State how many of the lines below contain the word "blanket". Reply with that number alone.

+-------+

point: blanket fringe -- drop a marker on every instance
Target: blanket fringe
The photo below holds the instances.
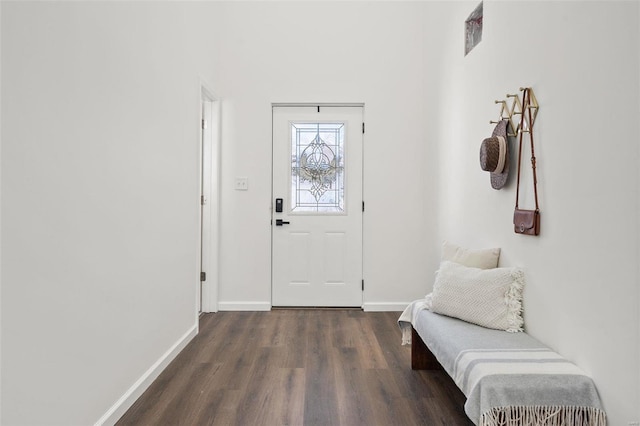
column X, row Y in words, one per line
column 543, row 416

+-------+

FULL RESPONSE:
2